Shift every coordinate in the path data by 71 and rewrite everything below from the line containing "Trace the outline of every instance of the book" down to the line containing "M 168 135 L", both lines included. Keep every other line unchanged and output only that span.

▸ Raw records

◆ ◆ ◆ ◆

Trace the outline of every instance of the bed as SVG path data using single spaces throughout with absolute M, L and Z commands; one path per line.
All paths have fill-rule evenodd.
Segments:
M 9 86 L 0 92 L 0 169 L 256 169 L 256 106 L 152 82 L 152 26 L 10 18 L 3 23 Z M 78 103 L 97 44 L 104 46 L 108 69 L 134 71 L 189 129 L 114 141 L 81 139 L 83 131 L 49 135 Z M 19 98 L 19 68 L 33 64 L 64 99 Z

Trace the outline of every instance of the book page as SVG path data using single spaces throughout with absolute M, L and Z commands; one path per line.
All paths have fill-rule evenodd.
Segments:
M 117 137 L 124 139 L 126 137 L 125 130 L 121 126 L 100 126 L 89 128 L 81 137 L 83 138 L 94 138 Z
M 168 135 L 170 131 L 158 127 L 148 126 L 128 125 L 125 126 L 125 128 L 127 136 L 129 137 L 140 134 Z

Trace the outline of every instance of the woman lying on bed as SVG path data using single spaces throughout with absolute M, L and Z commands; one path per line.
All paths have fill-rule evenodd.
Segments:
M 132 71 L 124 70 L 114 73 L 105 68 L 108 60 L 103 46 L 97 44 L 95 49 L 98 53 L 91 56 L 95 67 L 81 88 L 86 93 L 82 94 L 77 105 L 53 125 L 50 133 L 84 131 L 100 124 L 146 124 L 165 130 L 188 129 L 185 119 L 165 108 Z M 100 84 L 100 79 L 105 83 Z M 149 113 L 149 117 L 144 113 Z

◆ ◆ ◆ ◆

▸ Task result
Trace the outline of every instance of the book page as SVG path data using single spaces throughout with absolute M, L and Z commands; one path per line.
All paths have fill-rule evenodd.
Segments:
M 188 208 L 195 210 L 197 208 L 196 201 L 192 197 L 171 197 L 160 199 L 152 208 L 154 209 L 165 209 Z
M 239 206 L 241 202 L 229 198 L 219 197 L 199 196 L 196 197 L 196 199 L 198 207 L 200 208 L 211 205 Z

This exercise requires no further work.